EXTRAIT DU DOCUMENT:

==================================================

Lucie Le Bouder. Avant de faire les Beaux-Arts j’ai suivi une formation en design d’espace dans laquelle j’ai notamment étudié l’architecture et l’urbanisme. Mon intérêt pour cette pratique est donc élevé. Assez naturellement, je me suis orientée vers des recherches sur l’architecture. C’est souvent grâce à la découverte de nouveaux lieux, à l’architecture, que j’ai développé mes dessins ou mes pièces en volume. Je ne m’intéresse pas forcément à un style, ou un architecte en particulier, je préfère porter un regard global sur une ville par exemple. Je pense à mes voyages à Tokyo, à New York ou Chicago qui m’ont fait connaître de nouveaux matériaux, de nouvelles formes. Je me suis aussi intéressée à la vision que l’on peut avoir de l’urbanisme à travers Google earth©. Le logiciel recompose le territoire par l’association de formes qui dessinent des blocs particuliers.
Cette recomposition se retrouve aussi dans votre travail. Les différents Plans ici exposés retraitent de manière abstraite des données graphiques architecturales et les recomposent en strates.
Lucie Le Bouder. J’ai fait au départ des recherches de plans, sans m’attarder sur un type de bâtiment ou un style. Je m’intéresse plutôt à la superposition des différents niveaux retransmis par le plan. Les formes s’imbriquent effectivement en strate afin de créer un dialogue par les lignes entre les différents modules géométriques. Il s’agit aussi de créer du volume et d’instaurer une impression de profondeur. Une tension récurrente apparait entre la planéité et le volume dans mon travail. Ici la ligne, tracée au cutter, révèle le blanc du matériau et crée la profondeur. C’est finalement au visiteur de creuser à travers ces petits sillons, ces brèches, qui perturbent la surface des objets exposés.

==================================================

(Entrées d'annotation par coordonnées)
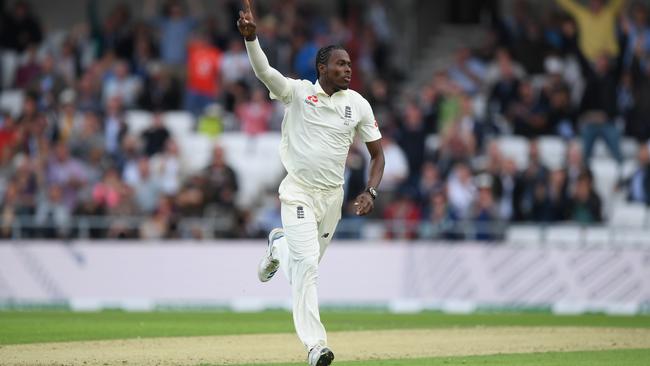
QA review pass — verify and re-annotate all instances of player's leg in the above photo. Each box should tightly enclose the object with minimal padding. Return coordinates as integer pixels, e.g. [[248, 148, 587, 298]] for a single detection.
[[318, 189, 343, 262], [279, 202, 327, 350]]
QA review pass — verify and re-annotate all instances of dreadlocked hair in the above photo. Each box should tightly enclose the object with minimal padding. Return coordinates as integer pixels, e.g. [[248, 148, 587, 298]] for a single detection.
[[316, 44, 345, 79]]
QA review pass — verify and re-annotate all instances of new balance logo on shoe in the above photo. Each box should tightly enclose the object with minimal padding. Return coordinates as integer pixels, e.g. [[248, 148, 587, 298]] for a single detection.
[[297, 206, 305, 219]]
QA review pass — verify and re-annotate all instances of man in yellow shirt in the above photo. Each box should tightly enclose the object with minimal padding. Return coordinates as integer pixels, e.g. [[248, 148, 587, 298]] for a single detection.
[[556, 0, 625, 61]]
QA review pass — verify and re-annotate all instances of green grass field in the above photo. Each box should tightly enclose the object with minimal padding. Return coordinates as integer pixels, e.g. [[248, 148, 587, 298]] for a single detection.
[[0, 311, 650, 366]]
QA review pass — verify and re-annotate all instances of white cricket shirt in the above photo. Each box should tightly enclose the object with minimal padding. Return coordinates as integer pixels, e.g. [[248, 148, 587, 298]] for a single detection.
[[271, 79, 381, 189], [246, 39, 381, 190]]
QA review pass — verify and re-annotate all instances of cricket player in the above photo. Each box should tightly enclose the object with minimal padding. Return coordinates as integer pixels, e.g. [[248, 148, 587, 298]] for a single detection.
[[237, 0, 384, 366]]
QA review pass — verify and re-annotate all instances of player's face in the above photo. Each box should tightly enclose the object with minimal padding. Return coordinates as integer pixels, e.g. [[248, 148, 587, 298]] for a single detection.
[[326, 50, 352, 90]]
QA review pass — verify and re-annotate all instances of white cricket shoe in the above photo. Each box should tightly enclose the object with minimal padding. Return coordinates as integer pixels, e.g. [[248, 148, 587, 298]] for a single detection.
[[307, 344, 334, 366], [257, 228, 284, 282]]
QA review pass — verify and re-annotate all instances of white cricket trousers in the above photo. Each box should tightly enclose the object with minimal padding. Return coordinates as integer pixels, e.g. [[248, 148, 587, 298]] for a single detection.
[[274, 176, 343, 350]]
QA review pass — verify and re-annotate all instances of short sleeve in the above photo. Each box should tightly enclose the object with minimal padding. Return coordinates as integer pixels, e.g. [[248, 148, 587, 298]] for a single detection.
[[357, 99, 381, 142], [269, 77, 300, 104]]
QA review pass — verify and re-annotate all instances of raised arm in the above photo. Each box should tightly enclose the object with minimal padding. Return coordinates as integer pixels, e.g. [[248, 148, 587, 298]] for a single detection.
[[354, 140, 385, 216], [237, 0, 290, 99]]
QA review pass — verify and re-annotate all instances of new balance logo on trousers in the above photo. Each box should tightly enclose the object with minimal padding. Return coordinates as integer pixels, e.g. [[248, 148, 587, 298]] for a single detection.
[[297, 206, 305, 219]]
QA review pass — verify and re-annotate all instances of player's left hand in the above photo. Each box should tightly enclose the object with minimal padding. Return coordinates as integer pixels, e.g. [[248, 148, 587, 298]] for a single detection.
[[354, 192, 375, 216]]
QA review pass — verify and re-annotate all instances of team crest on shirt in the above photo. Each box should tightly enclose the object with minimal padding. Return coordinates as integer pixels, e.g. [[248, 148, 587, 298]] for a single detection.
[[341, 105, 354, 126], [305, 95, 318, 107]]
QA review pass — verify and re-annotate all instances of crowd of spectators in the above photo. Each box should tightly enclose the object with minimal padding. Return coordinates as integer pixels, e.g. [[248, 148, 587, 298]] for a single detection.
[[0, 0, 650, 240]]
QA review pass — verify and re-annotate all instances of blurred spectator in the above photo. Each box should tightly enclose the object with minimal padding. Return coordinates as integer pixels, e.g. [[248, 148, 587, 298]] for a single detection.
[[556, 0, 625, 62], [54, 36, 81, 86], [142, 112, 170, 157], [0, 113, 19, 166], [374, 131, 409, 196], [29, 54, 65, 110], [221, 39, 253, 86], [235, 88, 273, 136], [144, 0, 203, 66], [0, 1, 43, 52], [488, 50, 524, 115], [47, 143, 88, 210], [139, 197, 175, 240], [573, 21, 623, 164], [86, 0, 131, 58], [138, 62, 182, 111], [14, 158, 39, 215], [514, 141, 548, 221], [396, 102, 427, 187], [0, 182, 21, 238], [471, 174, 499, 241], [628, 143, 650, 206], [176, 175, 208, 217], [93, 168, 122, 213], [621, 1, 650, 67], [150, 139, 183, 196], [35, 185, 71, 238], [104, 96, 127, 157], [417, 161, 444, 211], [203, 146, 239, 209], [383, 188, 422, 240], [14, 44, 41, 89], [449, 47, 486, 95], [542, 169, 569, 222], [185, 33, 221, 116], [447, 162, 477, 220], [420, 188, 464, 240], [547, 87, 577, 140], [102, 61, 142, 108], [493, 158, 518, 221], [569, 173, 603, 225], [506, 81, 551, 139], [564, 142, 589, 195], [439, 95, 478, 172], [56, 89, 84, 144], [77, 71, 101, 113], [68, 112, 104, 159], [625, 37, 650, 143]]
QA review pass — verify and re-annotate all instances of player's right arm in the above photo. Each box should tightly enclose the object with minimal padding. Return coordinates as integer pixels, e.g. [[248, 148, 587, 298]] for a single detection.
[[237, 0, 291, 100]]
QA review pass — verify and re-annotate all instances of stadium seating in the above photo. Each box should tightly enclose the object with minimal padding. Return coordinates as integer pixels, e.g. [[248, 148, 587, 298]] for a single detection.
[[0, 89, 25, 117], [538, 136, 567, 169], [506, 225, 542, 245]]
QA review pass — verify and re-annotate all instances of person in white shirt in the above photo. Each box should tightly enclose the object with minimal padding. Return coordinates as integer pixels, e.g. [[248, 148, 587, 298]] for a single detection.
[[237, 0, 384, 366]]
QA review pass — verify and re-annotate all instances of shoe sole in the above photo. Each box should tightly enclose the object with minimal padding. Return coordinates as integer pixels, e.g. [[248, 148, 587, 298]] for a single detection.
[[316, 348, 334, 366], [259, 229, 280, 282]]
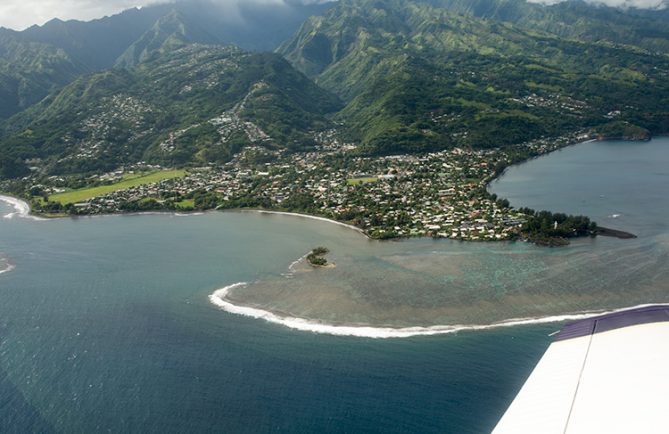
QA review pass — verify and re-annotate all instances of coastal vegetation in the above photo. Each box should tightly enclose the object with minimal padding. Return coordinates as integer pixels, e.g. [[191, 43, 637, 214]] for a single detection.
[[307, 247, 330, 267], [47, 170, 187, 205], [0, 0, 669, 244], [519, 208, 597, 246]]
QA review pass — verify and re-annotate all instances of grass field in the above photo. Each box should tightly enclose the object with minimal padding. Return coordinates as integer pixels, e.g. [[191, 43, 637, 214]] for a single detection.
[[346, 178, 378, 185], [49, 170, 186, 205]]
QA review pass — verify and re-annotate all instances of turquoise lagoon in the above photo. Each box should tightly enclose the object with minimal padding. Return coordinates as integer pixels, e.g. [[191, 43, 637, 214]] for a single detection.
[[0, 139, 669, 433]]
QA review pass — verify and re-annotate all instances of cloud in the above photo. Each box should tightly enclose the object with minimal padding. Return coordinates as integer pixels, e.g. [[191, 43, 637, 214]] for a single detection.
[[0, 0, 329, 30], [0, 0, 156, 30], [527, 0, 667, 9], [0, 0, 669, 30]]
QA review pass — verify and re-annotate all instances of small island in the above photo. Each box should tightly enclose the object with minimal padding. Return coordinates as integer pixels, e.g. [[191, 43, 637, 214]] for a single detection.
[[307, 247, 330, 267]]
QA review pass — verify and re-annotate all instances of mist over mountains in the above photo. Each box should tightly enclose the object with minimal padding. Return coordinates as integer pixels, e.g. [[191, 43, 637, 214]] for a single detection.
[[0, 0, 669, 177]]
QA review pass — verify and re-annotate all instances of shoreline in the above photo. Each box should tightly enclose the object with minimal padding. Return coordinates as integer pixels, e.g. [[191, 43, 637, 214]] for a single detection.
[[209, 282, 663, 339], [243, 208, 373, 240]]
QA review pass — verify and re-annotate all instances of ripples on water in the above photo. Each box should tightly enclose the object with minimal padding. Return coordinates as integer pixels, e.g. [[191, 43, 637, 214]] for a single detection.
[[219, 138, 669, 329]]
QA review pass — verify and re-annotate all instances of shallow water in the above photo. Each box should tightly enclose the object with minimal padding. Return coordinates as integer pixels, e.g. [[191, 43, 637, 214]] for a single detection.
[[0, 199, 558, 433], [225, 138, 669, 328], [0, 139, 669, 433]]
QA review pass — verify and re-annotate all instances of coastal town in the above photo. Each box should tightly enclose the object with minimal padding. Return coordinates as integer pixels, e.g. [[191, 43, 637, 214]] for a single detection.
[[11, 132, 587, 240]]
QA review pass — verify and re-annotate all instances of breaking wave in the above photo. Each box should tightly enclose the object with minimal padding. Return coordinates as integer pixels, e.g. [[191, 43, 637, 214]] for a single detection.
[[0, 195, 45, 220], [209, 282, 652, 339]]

==================================================

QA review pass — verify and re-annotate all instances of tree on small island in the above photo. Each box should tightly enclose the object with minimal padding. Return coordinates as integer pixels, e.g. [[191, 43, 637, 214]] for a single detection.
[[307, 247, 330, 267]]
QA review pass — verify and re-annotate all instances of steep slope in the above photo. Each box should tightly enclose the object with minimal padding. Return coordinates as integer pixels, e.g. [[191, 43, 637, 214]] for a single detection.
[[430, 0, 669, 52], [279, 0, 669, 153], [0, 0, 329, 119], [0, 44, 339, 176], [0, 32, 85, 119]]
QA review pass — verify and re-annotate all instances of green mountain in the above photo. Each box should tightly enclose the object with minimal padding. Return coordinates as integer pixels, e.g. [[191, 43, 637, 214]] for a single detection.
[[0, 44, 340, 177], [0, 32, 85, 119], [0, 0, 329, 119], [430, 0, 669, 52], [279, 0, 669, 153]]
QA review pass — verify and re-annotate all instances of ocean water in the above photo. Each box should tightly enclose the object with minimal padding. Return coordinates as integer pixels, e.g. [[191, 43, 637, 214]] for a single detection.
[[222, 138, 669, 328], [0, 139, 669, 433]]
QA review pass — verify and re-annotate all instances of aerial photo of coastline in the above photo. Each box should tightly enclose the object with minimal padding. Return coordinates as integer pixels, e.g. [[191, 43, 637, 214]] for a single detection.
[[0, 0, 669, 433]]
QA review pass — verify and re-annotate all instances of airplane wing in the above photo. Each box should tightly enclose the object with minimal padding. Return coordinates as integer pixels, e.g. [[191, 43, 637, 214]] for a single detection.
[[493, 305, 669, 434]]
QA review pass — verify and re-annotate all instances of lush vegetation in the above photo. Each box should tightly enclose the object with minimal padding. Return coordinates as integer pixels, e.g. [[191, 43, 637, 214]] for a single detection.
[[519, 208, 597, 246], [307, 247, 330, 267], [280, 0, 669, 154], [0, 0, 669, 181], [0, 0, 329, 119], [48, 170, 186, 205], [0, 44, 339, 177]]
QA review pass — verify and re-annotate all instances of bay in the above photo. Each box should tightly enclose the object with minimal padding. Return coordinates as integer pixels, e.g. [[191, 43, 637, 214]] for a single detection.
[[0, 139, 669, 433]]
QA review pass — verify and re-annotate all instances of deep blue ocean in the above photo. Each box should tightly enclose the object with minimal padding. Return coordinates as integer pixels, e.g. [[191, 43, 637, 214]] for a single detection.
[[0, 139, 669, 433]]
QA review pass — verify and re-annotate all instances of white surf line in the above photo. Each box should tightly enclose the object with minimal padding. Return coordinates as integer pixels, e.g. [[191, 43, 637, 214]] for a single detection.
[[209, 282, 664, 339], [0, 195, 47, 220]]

==================================================

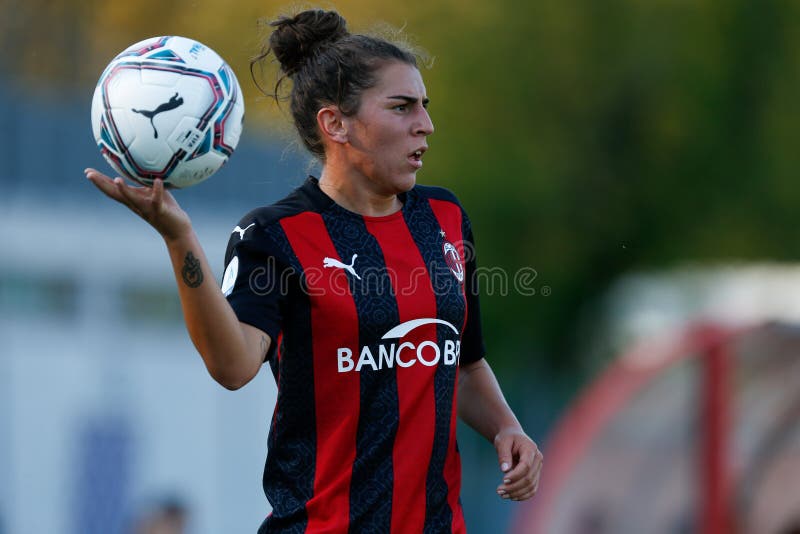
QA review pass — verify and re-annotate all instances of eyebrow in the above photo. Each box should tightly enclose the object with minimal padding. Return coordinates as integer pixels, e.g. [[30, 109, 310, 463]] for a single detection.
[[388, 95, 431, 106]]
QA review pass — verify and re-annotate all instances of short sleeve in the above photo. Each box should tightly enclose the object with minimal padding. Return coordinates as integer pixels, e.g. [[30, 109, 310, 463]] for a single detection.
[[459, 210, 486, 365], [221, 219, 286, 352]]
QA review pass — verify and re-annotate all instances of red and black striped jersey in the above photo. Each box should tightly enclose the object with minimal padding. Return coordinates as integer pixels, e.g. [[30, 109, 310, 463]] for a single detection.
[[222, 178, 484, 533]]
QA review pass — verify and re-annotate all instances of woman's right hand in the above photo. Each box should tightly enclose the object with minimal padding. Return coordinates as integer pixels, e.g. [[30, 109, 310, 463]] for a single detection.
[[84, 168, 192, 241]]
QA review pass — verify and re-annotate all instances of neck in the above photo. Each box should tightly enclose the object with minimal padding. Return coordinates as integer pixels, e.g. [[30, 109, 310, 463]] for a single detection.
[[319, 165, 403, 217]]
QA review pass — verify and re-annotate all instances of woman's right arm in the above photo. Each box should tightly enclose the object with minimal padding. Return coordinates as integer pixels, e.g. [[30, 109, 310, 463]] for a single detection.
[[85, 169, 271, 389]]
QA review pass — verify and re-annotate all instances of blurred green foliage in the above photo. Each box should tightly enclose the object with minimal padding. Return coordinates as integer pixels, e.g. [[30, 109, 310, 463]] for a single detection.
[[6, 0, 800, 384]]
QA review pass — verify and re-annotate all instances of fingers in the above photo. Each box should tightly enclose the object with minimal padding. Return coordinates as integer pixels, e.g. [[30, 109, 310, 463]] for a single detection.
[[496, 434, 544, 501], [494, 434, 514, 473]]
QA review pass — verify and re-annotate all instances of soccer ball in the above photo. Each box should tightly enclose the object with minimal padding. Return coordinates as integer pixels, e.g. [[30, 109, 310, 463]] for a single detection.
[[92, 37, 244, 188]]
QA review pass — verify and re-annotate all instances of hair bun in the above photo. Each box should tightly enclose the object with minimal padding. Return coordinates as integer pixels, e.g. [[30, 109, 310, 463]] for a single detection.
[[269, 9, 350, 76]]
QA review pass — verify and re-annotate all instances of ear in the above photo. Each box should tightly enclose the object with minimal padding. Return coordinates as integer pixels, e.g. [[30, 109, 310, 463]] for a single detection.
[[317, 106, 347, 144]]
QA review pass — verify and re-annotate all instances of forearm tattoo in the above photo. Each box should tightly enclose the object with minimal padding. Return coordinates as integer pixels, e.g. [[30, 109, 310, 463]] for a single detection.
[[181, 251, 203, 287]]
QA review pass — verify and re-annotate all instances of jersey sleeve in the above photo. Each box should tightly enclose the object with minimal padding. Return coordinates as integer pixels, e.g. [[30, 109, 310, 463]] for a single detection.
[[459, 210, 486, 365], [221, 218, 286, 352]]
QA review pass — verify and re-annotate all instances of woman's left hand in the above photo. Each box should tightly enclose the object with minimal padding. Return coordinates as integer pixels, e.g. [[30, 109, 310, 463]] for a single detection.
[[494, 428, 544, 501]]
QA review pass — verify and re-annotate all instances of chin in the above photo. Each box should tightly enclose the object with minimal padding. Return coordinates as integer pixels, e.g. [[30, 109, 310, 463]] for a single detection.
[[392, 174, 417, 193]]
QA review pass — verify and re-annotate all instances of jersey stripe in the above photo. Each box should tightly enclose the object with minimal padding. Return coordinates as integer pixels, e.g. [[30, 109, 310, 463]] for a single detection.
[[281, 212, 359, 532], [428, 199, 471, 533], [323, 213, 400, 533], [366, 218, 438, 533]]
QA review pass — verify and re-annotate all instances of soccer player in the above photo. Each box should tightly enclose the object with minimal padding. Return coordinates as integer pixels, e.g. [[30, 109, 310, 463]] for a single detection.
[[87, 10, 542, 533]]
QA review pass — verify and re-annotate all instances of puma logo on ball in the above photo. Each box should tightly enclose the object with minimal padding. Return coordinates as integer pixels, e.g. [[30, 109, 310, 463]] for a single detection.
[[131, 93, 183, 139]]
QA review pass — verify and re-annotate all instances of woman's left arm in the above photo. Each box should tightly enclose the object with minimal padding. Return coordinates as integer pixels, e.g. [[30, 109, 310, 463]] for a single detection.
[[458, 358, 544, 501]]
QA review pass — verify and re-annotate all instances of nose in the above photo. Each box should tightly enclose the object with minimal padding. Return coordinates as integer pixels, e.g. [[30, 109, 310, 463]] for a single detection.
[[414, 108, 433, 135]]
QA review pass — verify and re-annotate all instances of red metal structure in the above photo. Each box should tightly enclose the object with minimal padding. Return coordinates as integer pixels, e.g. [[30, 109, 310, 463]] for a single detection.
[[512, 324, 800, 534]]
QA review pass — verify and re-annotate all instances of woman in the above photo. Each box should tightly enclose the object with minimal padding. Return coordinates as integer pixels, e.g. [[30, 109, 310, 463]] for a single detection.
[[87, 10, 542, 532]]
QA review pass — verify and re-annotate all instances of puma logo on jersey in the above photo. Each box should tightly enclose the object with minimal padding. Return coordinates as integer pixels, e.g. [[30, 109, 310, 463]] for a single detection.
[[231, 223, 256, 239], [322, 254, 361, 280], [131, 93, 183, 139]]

==================================================

EXERCICES ÉCRITS:
1. Reformulez sous forme de liste plus concise le paragraphe de l'entretien qui commence par « J'ai fait au départ des recherches de plans », en gardant ses faits principaux.
2. D'après l'entretien, quelle formation Lucie Le Bouder a-t-elle suivie avant de faire les Beaux-Arts ?
3. Transcrivez fidèlement le passage de l'entretien qui commence aux mots « Cette recomposition se » et arrêtez-vous après « recomposent en strates. ».

CORRIGÉS:
1.
- Au départ, recherches de plans sans s'attarder sur un type de bâtiment ou un style.
- Intérêt pour la superposition des différents niveaux retransmis par le plan.
- Formes imbriquées en strates pour créer un dialogue par les lignes entre les modules géométriques.
- Volume et impression de profondeur recherchés.
- Tension récurrente entre la planéité et le volume.
- Ligne tracée au cutter qui révèle le blanc du matériau et crée la profondeur.
- Le visiteur est invité à creuser à travers ces sillons et ces brèches qui perturbent la surface des objets exposés.

2. Une formation en design d'espace, où elle a notamment étudié l'architecture et l'urbanisme.

3.
Cette recomposition se retrouve aussi dans votre travail. Les différents Plans ici exposés retraitent de manière abstraite des données graphiques architecturales et les recomposent en strates.